──────── SELECTED TEXT
Proving that a sequence $a_n: n\in\mathbb{N}$ is (not) monotonic, bounded and converging

Question

$$a_n = \left(\dfrac{n^2+3}{(n+1)^2}\right)\text{ with } \forall n\in \mathbb{N}$$ $(0\in\mathbb{N})$

Monotonicity:

To prove, that a sequence is monotonic, I can use the following inequalities: \begin{align} a_n \leq a_{n+1}; a_n < a_{n+1}\\ a_n \geq a_{n+1}; a_n > a_{n+1} \end{align} I inserted some $n$'s to get an idea on how the sequence is going to look like.

I got: \begin{align} a_0&=3\\ a_1&=1\\ a_2&=\frac{7}{9}\approx 0.\overline{7}\\ a_3&=\frac{3}{4}=0.75 \end{align} Assumption: The sequence is monotonic for $\forall n\in \mathbb{N}$

Therefore, I show that \begin{align} a_n \leq a_{n+1}; a_n < a_{n+1}\\ a_n \geq a_{n+1}; a_n > a_{n+1} \end{align} I am having problems when trying to prove the inequalities above: \begin{align} & a_n \geq a_{n+1}\Longleftrightarrow \left|\frac{a_{n+1}}{a_n}\right |\leq 1\\ & = \left|\dfrac{\dfrac{(n+1)^2+3}{(n+2)^2}}{\dfrac{n^2+3}{(n+1)^2}}\right|\\ & = \frac{4 + 10 n + 9 n^2 + 4 n^3 + n^4}{12 + 12 n + 7 n^2 + 4 n^3 + n^4}\\ & = \cdots \text{ not sure what steps I could do now} \end{align}

Boundedness:

The upper bound with $a_n<s_o;\; s_o \in \mathbb{N}$ is obviously the first number of $\mathbb{N}$: \begin{align} a_0=s_o&=\frac{0^2+3}{(0+1)^2}\\ &=3 \end{align}

The lower bound $a_n>s_u;\; s_u \in \mathbb{N}$
$s_u$ should be $1$, because ${n^2+3}$ will expand similar to ${n^2+2n+1}$ when approaching infinity. I don't know how to prove that formally.
────────────────
EXERCISE TASK A: In the text on the sequence, what value is given for a_3?
The text and the entries come from unrelated sources.
──────── SUPPLIED RECORDS
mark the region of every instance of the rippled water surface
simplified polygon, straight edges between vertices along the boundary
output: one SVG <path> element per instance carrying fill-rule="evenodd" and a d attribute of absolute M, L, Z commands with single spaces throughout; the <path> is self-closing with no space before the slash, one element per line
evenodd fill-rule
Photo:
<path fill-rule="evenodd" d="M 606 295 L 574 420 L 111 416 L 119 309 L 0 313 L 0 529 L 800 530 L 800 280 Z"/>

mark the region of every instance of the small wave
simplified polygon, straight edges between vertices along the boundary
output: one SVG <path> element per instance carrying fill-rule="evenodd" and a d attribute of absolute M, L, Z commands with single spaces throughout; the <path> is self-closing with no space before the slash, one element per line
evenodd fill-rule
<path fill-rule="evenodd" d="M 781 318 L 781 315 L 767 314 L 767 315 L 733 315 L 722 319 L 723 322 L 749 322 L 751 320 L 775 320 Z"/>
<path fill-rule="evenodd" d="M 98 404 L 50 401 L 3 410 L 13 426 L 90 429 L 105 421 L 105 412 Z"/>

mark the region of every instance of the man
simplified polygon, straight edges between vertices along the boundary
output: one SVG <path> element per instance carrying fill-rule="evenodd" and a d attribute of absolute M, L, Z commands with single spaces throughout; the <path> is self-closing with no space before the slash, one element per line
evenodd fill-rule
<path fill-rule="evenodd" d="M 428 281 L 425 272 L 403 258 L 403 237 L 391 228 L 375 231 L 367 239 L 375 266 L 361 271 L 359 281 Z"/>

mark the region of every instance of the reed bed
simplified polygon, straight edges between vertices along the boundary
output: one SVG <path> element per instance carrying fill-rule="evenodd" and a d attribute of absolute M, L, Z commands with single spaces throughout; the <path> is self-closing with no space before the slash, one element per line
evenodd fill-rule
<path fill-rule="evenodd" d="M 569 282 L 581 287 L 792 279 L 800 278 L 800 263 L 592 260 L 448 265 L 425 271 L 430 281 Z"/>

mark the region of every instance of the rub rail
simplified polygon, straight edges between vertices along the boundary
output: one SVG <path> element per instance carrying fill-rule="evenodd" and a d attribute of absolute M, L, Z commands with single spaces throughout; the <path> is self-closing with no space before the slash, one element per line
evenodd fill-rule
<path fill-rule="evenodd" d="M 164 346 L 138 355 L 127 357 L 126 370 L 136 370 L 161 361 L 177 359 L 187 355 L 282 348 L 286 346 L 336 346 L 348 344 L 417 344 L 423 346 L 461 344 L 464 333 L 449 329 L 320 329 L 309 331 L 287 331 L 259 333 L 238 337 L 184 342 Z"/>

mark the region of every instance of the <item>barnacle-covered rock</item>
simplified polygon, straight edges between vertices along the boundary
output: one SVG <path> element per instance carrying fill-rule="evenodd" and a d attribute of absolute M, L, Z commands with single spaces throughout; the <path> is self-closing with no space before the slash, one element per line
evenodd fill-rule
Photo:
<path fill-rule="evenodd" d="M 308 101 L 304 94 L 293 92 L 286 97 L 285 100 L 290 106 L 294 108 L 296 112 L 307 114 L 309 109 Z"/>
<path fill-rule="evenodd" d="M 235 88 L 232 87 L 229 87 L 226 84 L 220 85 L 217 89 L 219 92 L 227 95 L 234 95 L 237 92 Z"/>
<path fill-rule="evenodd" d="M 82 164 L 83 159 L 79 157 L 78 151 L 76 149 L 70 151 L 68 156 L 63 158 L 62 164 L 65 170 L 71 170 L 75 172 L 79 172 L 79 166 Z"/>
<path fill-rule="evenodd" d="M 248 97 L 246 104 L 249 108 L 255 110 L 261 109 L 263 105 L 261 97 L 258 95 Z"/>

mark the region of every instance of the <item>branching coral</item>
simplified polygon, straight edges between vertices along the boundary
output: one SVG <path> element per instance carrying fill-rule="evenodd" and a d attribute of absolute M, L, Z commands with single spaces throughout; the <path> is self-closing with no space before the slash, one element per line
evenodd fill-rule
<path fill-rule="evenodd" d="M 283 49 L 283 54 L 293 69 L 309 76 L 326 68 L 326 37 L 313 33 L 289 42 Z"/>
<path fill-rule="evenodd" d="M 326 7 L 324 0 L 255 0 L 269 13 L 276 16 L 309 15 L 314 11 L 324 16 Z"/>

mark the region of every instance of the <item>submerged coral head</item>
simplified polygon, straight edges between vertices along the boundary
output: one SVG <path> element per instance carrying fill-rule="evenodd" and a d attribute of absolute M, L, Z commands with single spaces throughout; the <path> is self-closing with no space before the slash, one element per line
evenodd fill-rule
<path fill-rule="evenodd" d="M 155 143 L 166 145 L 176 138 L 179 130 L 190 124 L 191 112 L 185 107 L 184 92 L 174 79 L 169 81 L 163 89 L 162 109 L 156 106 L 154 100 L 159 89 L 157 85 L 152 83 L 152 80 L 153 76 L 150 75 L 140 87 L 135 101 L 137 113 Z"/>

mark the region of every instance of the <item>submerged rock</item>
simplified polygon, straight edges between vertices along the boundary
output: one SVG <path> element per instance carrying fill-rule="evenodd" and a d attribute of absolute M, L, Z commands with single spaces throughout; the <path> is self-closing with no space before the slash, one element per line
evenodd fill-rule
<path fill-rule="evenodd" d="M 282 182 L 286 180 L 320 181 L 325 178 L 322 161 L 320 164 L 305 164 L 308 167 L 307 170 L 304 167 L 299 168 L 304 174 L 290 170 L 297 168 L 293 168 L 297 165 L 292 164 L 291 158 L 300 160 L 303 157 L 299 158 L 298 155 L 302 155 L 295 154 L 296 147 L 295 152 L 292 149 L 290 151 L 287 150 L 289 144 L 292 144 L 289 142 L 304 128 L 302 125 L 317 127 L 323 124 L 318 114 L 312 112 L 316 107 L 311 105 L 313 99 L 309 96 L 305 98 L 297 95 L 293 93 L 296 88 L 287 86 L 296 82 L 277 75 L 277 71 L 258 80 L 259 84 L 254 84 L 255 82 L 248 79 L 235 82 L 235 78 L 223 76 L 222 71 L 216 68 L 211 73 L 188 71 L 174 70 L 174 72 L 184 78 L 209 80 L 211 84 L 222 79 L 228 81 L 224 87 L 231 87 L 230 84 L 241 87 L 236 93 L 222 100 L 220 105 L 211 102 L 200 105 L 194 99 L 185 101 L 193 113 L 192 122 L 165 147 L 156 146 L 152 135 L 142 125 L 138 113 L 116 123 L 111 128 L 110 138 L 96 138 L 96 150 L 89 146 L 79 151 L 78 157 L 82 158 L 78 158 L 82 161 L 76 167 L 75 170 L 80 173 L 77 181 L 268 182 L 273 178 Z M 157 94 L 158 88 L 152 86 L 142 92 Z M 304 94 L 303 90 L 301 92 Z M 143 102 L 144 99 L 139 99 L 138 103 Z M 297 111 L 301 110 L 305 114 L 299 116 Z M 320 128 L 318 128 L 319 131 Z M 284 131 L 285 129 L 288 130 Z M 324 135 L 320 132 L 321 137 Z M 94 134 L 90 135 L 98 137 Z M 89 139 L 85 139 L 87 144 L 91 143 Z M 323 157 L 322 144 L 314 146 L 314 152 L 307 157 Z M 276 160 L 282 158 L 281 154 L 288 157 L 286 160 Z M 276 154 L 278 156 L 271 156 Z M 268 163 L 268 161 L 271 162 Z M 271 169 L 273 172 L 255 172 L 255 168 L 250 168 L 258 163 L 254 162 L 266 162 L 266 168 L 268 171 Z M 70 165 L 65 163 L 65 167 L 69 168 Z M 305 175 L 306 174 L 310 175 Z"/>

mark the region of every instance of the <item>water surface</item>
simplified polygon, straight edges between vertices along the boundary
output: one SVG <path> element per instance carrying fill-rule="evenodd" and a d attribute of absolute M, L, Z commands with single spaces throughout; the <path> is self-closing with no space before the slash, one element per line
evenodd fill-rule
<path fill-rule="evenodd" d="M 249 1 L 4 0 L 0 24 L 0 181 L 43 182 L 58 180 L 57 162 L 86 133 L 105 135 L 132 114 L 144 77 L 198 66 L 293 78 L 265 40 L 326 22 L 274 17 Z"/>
────────────────
EXERCISE TASK B: Please rewrite the entries starting with the line with "mark the region of every instance of the <item>water" and going on through the last line of the entries, replacing "simplified polygon" with "reduced polygon" and changing nothing else. Give only those lines.

EXERCISE ANSWER A: a_3 = 3/4, which is 0.75.

EXERCISE ANSWER B:
mark the region of every instance of the <item>water surface</item>
reduced polygon, straight edges between vertices along the boundary
output: one SVG <path> element per instance carrying fill-rule="evenodd" and a d attribute of absolute M, L, Z commands with single spaces throughout; the <path> is self-closing with no space before the slash, one element per line
evenodd fill-rule
<path fill-rule="evenodd" d="M 249 1 L 4 0 L 0 24 L 0 181 L 43 182 L 58 180 L 57 162 L 86 133 L 105 135 L 132 114 L 144 77 L 198 66 L 293 78 L 265 40 L 326 22 L 274 17 Z"/>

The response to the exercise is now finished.